- _Brief_:
Render the listing below as a Markdown table with the columns Row and Listing line, giving each line a row number and leaving out blank lines. Begin at the line that contains "Accessibility service: describe the location of man in black" and stop after the line that contains "259,96 -> 386,296".

- _Material_:
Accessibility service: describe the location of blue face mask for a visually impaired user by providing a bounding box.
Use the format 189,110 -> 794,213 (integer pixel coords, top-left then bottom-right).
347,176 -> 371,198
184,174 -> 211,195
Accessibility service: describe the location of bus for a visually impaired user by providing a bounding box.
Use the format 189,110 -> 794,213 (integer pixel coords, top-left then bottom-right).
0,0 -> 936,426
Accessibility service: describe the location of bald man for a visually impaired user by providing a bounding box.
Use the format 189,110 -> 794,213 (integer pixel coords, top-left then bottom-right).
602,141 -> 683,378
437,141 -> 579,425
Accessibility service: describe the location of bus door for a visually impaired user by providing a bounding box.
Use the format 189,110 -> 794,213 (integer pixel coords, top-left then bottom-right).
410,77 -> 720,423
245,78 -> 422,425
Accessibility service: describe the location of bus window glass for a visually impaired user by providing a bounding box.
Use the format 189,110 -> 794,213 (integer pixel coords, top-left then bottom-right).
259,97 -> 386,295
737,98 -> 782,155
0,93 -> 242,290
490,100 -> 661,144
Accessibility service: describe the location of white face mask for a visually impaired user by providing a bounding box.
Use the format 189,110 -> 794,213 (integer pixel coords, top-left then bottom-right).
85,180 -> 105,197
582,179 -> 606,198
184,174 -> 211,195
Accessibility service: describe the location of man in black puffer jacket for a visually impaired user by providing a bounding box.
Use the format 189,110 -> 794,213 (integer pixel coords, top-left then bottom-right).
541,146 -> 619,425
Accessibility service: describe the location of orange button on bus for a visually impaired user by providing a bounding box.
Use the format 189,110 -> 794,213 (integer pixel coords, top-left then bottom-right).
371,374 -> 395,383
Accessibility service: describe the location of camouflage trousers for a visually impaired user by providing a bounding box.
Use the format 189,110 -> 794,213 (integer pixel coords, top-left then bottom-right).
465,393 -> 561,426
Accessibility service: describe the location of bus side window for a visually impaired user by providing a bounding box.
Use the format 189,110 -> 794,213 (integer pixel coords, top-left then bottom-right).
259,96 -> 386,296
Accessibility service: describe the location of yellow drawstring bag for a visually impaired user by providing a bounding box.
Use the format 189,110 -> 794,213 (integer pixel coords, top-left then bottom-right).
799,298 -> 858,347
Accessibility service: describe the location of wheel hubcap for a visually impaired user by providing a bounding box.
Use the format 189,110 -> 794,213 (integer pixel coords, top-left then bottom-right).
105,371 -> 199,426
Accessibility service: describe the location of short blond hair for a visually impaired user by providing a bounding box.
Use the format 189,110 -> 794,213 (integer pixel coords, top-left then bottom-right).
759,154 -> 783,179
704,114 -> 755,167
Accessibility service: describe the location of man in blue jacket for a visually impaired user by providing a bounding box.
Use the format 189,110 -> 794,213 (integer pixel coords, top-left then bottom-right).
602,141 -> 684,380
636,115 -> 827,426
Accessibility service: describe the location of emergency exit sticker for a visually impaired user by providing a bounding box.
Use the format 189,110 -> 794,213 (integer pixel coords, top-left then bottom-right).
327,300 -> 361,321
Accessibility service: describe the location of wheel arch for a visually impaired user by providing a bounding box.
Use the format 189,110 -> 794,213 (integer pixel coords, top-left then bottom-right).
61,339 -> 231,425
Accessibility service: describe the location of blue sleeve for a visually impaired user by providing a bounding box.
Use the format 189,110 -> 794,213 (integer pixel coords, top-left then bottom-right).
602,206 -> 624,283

- _Result of this task_:
| Row | Listing line |
|---|---|
| 1 | Accessibility service: describe the location of man in black puffer jacket for a visually impaired user by providing a bounding box. |
| 2 | Use the format 189,110 -> 794,213 (integer pixel coords, top-left then bottom-right). |
| 3 | 541,146 -> 619,425 |
| 4 | Accessibility service: describe the location of orange button on bus for a visually impaired user by providing a bounding box. |
| 5 | Use the format 189,110 -> 794,213 (integer pixel coords, top-left then bottom-right). |
| 6 | 371,374 -> 395,383 |
| 7 | Accessibility service: describe the location of camouflage trousers for a visually impaired user by providing a bounding box. |
| 8 | Use the format 189,110 -> 794,213 (integer pixel coords, top-left then bottom-right). |
| 9 | 465,393 -> 561,426 |
| 10 | Accessibility service: describe the location of bus side window for a visually impaired user by providing a bounding box. |
| 11 | Use the format 189,110 -> 794,213 (integer pixel coords, top-left then bottom-right). |
| 12 | 259,96 -> 386,296 |